Courses‎ > ‎

LIN350 Computational semantics

Spring 2020 | Instructor: Katrin Erk| MWF 12-1  | GDC 2.210

How can we describe the meaning of words and sentences in such a way that we can process them automatically? That seems a huge task. There are so many words, all with their individual nuances of meaning -- do we have to define them all by hand? And there are so many things we want to do with sentences: Translate them. Answer questions. Extract important pieces of information. Figure out people's opinions. Can we even use one single meaning description to do all these tasks?

In this course, we discuss methods for automatically learning what words mean (at least to some extent) from huge amounts of text -- for example, from all the text that people have made available on the web. And we discuss ways of representing the meaning of words and sentences in such a way that we can use them in language technology tasks.

**TASKS**
[a] Copy out the part of the course description that opens with the words containing "In this course, we" and closes with "language technology tasks.".
[b] Answer these questions using the course description:
(i) Who is the instructor of the course?
(ii) In which room does the course meet?
(iii) What example does the course description give of a source of huge amounts of text?
[c] Carry on the computational semantics course description from its last sentence.

**DATA SUPPLIED**
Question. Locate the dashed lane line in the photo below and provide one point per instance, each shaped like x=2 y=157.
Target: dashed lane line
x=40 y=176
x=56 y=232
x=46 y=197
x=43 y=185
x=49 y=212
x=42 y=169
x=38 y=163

**EXERCISE RESULTS**
[a]
In this course, we discuss methods for automatically learning what words mean (at least to some extent) from huge amounts of text -- for example, from all the text that people have made available on the web. And we discuss ways of representing the meaning of words and sentences in such a way that we can use them in language technology tasks.

[b]
(i) Katrin Erk
(ii) GDC 2.210
(iii) All the text that people have made available on the web

[c]
We will look at two very different kinds of meaning representations, with quite different strengths and applications. The first kind is distributional representations or embeddings. Embeddings characterize the meaning of a word or passage as an object in a "meaning space" that is learned automatically from data, often in such a way that words that are similar in meaning will be close together in space. Embeddings can be obtained by simply counting words, or using neural models. We will discuss both methods. The second kind of representation is logic-based semantics. Here the idea is to translates sentence into a format in which we can automatically reason with them and draw conclusions.

Prerequisites: Upper-division standing.

Readings will be made available for download from the course website.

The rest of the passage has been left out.